____ DATOS PARA TRABAJAR

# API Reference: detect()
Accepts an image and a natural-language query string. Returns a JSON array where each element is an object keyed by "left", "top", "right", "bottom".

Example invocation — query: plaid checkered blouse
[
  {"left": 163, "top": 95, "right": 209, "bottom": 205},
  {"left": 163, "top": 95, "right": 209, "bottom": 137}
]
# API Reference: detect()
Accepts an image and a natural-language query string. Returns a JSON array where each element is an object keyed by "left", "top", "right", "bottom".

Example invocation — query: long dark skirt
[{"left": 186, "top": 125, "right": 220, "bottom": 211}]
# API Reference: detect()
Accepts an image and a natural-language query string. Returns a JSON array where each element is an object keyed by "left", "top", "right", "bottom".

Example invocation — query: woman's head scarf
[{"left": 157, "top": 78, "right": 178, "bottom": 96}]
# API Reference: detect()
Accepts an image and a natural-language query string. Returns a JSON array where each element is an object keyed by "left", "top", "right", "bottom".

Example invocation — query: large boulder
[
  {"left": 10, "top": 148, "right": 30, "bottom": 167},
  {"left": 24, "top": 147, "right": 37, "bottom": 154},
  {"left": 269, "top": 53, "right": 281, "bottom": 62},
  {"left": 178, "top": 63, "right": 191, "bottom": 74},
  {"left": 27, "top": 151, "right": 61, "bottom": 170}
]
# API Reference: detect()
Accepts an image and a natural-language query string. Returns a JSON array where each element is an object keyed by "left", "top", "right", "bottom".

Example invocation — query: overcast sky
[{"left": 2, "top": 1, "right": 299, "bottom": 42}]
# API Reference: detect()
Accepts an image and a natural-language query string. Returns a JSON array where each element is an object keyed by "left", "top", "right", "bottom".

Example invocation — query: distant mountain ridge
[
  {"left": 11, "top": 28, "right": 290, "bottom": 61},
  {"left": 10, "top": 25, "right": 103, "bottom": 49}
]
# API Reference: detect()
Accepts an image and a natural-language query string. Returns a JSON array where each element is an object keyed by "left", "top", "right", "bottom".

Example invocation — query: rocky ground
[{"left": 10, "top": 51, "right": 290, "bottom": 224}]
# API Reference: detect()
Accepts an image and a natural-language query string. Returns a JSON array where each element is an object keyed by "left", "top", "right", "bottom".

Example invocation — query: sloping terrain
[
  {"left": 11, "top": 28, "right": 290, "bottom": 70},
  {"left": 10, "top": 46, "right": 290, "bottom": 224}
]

________

Localiza en los registros de arriba cada línea que contenga la palabra "invocation" y cópiala tal cual.

RESULTADO DEL EJERCICIO ::
Example invocation — query: plaid checkered blouse
Example invocation — query: long dark skirt
Example invocation — query: woman's head scarf
Example invocation — query: large boulder
Example invocation — query: overcast sky
Example invocation — query: distant mountain ridge
Example invocation — query: rocky ground
Example invocation — query: sloping terrain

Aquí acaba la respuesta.